_YOUR TASK_:
Every entry must be copied word for word.

_EXTRACTED DATA_:
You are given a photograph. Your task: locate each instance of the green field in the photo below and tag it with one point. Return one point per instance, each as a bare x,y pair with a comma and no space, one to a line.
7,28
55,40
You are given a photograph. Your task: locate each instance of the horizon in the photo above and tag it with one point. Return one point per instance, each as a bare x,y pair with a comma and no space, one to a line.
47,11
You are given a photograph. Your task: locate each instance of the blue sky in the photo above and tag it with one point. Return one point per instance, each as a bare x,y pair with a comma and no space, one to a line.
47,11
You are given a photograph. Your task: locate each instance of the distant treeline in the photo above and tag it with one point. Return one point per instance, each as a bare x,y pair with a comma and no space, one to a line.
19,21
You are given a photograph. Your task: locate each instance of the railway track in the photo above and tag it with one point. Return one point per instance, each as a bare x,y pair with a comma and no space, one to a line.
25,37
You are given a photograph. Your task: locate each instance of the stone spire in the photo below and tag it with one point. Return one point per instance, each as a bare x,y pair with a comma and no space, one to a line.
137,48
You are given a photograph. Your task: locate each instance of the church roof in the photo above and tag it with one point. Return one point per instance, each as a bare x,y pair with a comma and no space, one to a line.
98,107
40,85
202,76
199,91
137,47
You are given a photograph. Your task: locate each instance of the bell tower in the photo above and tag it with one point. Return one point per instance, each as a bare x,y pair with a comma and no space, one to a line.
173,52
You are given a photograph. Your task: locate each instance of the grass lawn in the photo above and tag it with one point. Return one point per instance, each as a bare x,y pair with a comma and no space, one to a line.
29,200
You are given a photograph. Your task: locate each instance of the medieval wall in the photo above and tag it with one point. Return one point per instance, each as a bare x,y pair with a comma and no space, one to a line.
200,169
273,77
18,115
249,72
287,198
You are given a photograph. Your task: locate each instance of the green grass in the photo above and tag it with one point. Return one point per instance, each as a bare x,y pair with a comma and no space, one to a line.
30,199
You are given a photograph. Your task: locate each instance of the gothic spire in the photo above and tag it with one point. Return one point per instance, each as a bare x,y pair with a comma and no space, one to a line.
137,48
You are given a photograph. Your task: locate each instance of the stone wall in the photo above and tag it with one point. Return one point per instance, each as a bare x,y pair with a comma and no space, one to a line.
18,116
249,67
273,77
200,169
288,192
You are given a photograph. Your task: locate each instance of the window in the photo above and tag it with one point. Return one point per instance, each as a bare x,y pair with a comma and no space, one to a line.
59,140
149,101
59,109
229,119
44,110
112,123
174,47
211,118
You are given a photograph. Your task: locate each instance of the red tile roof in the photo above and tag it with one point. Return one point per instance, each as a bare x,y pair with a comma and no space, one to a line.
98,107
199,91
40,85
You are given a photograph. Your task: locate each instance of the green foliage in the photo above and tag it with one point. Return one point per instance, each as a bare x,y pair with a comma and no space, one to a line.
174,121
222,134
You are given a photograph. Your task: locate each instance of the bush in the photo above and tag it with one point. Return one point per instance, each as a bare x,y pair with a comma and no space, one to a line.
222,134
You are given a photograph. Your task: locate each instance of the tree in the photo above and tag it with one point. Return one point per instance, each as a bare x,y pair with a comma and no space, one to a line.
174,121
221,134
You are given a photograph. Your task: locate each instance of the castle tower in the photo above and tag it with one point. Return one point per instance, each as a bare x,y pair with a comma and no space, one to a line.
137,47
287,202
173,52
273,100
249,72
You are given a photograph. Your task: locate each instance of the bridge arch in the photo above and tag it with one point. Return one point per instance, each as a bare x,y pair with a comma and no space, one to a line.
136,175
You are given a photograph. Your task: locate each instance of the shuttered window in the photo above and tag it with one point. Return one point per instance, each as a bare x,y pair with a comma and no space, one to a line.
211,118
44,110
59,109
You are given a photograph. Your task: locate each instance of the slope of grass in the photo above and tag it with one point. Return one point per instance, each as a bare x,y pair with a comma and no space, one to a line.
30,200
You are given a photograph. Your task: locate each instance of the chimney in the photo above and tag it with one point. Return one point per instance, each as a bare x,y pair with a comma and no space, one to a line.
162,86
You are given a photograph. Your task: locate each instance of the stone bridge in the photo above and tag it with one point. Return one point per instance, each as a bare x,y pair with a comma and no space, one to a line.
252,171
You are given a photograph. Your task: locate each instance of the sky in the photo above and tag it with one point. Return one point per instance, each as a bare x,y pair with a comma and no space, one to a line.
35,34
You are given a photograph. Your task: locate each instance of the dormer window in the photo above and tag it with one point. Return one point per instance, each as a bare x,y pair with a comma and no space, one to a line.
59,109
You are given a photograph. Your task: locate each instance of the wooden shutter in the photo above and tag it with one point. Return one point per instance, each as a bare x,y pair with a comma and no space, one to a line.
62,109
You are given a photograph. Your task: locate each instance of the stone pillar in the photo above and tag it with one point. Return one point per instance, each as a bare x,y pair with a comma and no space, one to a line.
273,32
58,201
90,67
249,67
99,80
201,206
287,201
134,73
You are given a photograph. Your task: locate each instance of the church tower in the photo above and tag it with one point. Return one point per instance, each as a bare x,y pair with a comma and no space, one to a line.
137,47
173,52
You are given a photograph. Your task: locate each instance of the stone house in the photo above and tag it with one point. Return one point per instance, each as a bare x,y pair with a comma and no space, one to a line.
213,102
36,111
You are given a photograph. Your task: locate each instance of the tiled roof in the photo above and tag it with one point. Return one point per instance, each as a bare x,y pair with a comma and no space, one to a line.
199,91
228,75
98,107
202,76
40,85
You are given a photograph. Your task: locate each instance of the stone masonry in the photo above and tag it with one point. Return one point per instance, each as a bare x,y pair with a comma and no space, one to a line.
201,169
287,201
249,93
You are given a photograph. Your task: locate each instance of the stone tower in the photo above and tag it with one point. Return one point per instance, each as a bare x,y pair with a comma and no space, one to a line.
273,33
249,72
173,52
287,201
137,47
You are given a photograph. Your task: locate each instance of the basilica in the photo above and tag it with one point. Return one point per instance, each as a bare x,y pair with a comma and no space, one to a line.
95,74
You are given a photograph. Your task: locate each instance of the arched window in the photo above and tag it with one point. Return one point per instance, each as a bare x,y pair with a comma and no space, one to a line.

_RESULT OF THIS EXERCISE_:
You are given a photograph. Your task: locate each instance of the green field in the photo below and tag it with one point. Return one point per instance, each as a bare x,y pair with a comma and no space, one to a line.
7,28
55,40
You are given a photograph. Your task: locate each instance of the horizon in the photo above and tag it with one point. Return one point per instance, each as a bare x,y pair with a comma and no space, one to a line.
47,11
You are given a photograph. Your task: locate each instance of the blue sky in the photo above and tag it with one point. Return one point per instance, each as a bare x,y pair with a comma and no space, one to a line.
47,11
You are given a photograph. Your task: locate each instance of the distant treeline in the photo above and tag it with one point. Return one point per instance, each as a bare x,y pair with a comma and no space, one to a line.
19,21
You are given a photograph. Your task: locate each instance of the railway track in the photo above and tag it with one point. Return one point per instance, each as a bare x,y pair with a comma and no space, one to a line.
25,37
You are given a photograph. Your task: locate each instance of the stone spire in the photo below and tag it with one point. Return one point per instance, each as a bare x,y pair with a comma and no space, one to a line.
137,48
You are given a photograph. Your task: locate each instance of the church roof in the photo above and tag it with one point. Return one point per instance, each as a bare x,y pair with a comma and no space, one to a line.
98,107
40,85
202,76
199,91
137,47
You are given a photograph. Your task: locate each instance of the bell tower in the photo above and tag it with one point. Return one point per instance, each as a bare x,y pair with a comma and no space, one to a line.
173,52
You are given a photograph. Your task: locate each instance of the grass lawn in the photo above and tag it with one point. Return one point per instance, each as a bare x,y pair with a comma and no space, one to a line.
29,200
You are given a photograph. Your task: locate each instance of the medieval wall in the photo above and tag it with one point. Return one point per instance, each as a bare x,y pair with a comma and no space, one to a line.
200,169
273,77
18,115
249,72
287,198
You are given a photograph. Your task: locate each instance of the green grass in the photo above and tag it with one point. Return one point per instance, each as a bare x,y pair with a comma and no space, one to a line.
30,199
You are given a photograph. Your task: locate each instance of the gothic spire in the photo above and tag it with one point. Return one point per instance, each as a bare x,y pair with a comma and no space, one to a line.
137,48
You are given a photograph. Your task: locate each instance of the stone wall in the photo above and tag it with one point. Return one point per instance, each as a bare x,y pair with a comma and no space, one to a line.
18,116
249,67
273,77
200,169
288,192
You are given a photograph. Your task: locate each instance of the window in the photo above and tag it with one point. Return one point per instance, each as a bare x,y pair with a comma and no space, one to a line.
59,140
149,101
59,109
229,119
44,110
112,123
174,47
211,118
You are given a photograph. Your task: locate each instance of the red tile roof in the photo above and tag it with one point. Return one point per instance, each as a bare x,y pair with a comma and no space, one to a line.
98,107
199,91
40,85
You are given a photograph. Your task: locate each instance of the green foliage in the photo above and tag it with one point. Return one point per instance, each as a bare x,y pair with a comma and no space, one to a line.
174,121
222,134
You are given a photograph. Your task: locate each instance of the bush in the photo above and tag it with one point. Return one point per instance, each as a bare x,y pair with a comma and no space, one to a line.
222,134
You are given a photograph. Your task: locate each instance of the tree in the photo above and tag it with one point. Return one point per instance, each as a bare x,y pair with a comma and no space, one to a line.
174,121
221,134
You are given a photograph. Your task: locate each instance of the castle tower in the photo above and tag it with one point. Return one point per instance, each as a bare x,y pair with a comma and no space, one to a line.
137,47
287,202
173,52
273,100
249,72
You are given a photograph. Your task: locate each instance of the bridge arch in the photo above and tag it with one point. Return one point per instance, each as a bare x,y pair with a comma and no space, one to a line.
136,175
You are given a photograph. Your task: locate each instance of the shuttered window in the photo above and tag it with one point. Return one point per instance, each as a bare x,y pair with a comma and no space, one to a line.
211,118
44,110
59,109
You are given a photograph. Your task: locate each instance of the slope of grass in the photo above and tag it with one point. Return one point per instance, each as a bare x,y pair with a comma and no space, one to a line.
30,200
You are given a photograph. Your task: locate each instance of the chimney in the photo above and tag it with one point. Return one point per instance, each as a bare x,y pair with a comma and no space, one to a line.
162,86
You are given a photograph. Your task: locate each instance of the stone bridge in the photo above and tag it with one point. Return one point per instance, each as a bare x,y pair with a comma and no space, one to a line.
252,171
You are given a photograph. Your task: locate each instance of the sky in the photo above and tag it with one point. Return one point per instance, each as a bare x,y pair with a comma and no space, one to a line.
35,34
You are given a photograph. Your task: locate each instance of the dormer window in the photo above and tag it with one point. Return one point per instance, each as a bare x,y pair with a comma and no space, one to a line.
59,109
You are given a photograph. Your task: locate each instance of the wooden shutter in the photo above and tag it with one point. Return one point per instance, each as a bare x,y pair with a comma and no space, one to a line.
62,109
You are given a photograph. Your task: locate each instance of the stone pillar in the photo above and tag it with one point. Return one point per instance, each as a bare x,y pair with a comma and no space, one to a line.
273,32
58,201
90,67
249,67
99,80
201,206
287,201
134,73
You are given a photograph. Your task: locate each instance of the church tower in the photo above and tag it with one point. Return one point per instance, each as a bare x,y pair with a comma and no space, one to a line.
137,47
173,52
You are given a photograph. Your task: locate each instance of the stone house in the photo above and tag it with one point. Return one point per instance, each as a bare x,y pair with a comma and no space, one to a line.
213,102
36,111
You are given a photograph. Your task: locate each instance of the tiled roof in the photo above and tag it with one point. Return one point per instance, each as a bare x,y pair with a comma and no space, one to a line.
199,91
228,75
98,107
202,76
40,85
You are given a photograph. Your task: locate each instance of the stone masonry in the photo above and tag it with one point. Return one point per instance, each as a bare x,y pair with a comma and no space, one to a line.
201,169
287,201
249,93
You are given a photograph. Your task: locate each instance of the stone tower in the photo above and tag it with one point. Return one point per instance, each as a bare x,y pair with a comma and no space, one to a line.
273,33
249,72
173,52
287,201
137,47
You are given a photograph. Your task: locate each instance of the basilica in the photo above and tag it with one point. Return one point per instance, each as a bare x,y pair with a comma and no space, one to a line.
95,74
You are given a photograph. Your task: locate each instance of the arched window in the photo above and tag it with one point. Return one point per instance, each as a bare x,y pair with a comma and no space, one to a line.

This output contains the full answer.